_ENTRIES SHOWN_
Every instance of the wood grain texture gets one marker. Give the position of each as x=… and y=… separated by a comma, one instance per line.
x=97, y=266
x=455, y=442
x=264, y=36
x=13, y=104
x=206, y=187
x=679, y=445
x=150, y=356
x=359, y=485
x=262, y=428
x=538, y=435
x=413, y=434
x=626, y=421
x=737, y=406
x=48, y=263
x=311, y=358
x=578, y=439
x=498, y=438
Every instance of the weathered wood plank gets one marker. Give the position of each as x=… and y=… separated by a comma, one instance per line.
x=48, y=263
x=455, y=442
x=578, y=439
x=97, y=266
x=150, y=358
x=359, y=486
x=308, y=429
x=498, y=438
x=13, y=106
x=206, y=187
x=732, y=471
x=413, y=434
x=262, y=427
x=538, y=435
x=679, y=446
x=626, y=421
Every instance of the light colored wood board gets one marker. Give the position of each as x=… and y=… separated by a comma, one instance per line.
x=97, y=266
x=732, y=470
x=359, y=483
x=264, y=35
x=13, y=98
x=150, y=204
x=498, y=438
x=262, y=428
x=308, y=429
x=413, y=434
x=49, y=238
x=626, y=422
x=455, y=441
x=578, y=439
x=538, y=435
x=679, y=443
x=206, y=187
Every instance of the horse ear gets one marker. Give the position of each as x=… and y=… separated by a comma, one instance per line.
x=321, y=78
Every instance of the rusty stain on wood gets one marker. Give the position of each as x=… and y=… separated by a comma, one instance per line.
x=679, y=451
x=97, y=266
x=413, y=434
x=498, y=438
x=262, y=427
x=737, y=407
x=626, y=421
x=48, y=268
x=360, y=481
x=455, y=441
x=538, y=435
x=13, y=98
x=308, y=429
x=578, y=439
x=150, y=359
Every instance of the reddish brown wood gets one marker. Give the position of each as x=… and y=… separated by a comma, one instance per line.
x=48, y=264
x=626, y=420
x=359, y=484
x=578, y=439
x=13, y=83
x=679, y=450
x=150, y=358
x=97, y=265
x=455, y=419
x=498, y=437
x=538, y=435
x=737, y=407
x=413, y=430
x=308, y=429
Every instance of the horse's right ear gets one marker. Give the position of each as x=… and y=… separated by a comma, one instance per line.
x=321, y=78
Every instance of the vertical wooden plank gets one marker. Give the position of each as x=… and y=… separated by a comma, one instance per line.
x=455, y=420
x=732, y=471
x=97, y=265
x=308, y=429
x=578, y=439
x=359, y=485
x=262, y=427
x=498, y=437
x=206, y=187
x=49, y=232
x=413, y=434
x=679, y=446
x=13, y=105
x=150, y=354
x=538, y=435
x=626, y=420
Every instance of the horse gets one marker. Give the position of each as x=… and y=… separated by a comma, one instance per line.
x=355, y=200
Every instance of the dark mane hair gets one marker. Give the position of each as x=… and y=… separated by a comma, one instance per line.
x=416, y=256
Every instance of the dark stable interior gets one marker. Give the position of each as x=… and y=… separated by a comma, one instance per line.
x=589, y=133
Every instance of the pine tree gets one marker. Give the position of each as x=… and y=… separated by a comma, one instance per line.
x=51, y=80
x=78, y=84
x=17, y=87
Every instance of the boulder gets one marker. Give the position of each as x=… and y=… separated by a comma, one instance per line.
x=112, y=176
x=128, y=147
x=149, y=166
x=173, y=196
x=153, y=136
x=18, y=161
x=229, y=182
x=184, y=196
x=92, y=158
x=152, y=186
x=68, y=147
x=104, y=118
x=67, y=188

_SHORT PROBLEM_
Reproduce all of the material above verbatim, line for line.

_SOLUTION TO THE PROBLEM_
Every instance of the wood grain texture gets one marker. Give the position of each as x=… and y=… separated by a comma, one instance per line.
x=97, y=266
x=455, y=442
x=264, y=36
x=13, y=104
x=206, y=187
x=679, y=445
x=150, y=356
x=359, y=485
x=262, y=428
x=538, y=435
x=413, y=434
x=626, y=421
x=737, y=406
x=48, y=263
x=311, y=358
x=578, y=439
x=498, y=438
Every instance of the weathered wood plank gets one marker. Give the position of each as x=… and y=… separated by a comma, one instance per line.
x=48, y=263
x=455, y=442
x=578, y=439
x=97, y=266
x=150, y=358
x=359, y=486
x=308, y=429
x=498, y=438
x=13, y=106
x=206, y=187
x=732, y=471
x=413, y=434
x=262, y=427
x=538, y=435
x=679, y=446
x=626, y=421
Every instance of the light colored wood board gets one marker. Give the position of each as x=… and y=… separated by a comma, one instance per line.
x=97, y=266
x=732, y=470
x=359, y=483
x=264, y=35
x=13, y=98
x=150, y=204
x=498, y=438
x=262, y=428
x=308, y=429
x=413, y=434
x=49, y=238
x=626, y=422
x=455, y=441
x=578, y=439
x=538, y=435
x=679, y=443
x=206, y=187
Every instance of the horse ear gets one marker. Give the position of each as x=… and y=… separated by a comma, one instance per line.
x=321, y=78
Every instance of the rusty stain on wood gets one marker. Give the position of each as x=… and y=… separated by a comma, one instance per line.
x=679, y=451
x=97, y=266
x=413, y=434
x=498, y=438
x=262, y=427
x=737, y=407
x=626, y=421
x=48, y=268
x=360, y=481
x=455, y=441
x=538, y=435
x=13, y=98
x=308, y=429
x=578, y=439
x=150, y=359
Every instance of the reddish brown wood gets one marker. Give the position of each as x=… and y=… separated by a comma, one instance per line.
x=48, y=264
x=626, y=420
x=359, y=484
x=578, y=439
x=13, y=83
x=679, y=450
x=150, y=358
x=97, y=265
x=455, y=419
x=498, y=437
x=538, y=435
x=737, y=407
x=413, y=430
x=308, y=429
Every instance of the horse's right ear gets one marker. Give the position of each as x=… and y=… separated by a comma, one instance per line.
x=321, y=78
Every instance of the vertical wooden plank gets one marker. Give the position of each as x=… and y=… separated by a comma, one instance per line.
x=455, y=420
x=732, y=471
x=97, y=265
x=308, y=429
x=578, y=439
x=359, y=485
x=262, y=427
x=498, y=437
x=206, y=187
x=49, y=232
x=413, y=434
x=679, y=446
x=13, y=105
x=150, y=354
x=538, y=435
x=626, y=420
Every instance of the horse gets one marker. Give the position of each as x=… and y=… separated by a comma, one instance per line.
x=355, y=200
Every instance of the dark mane hair gets one marker. Give the position of each as x=… and y=… separated by a comma, one instance per line.
x=416, y=256
Every instance of the dark stable interior gets one marker. Give the position of each as x=… and y=… separated by a comma, one instance per line.
x=589, y=133
Every instance of the pine tree gets one marker. Give the position of each as x=… and y=… separated by a comma, one instance per line.
x=51, y=80
x=78, y=84
x=17, y=87
Every instance of the boulder gets one marker. Give the position of each as x=… and y=… separated by a comma, one instance per line.
x=112, y=176
x=128, y=147
x=149, y=166
x=173, y=196
x=153, y=136
x=18, y=161
x=229, y=182
x=184, y=196
x=92, y=158
x=152, y=186
x=68, y=147
x=104, y=118
x=67, y=188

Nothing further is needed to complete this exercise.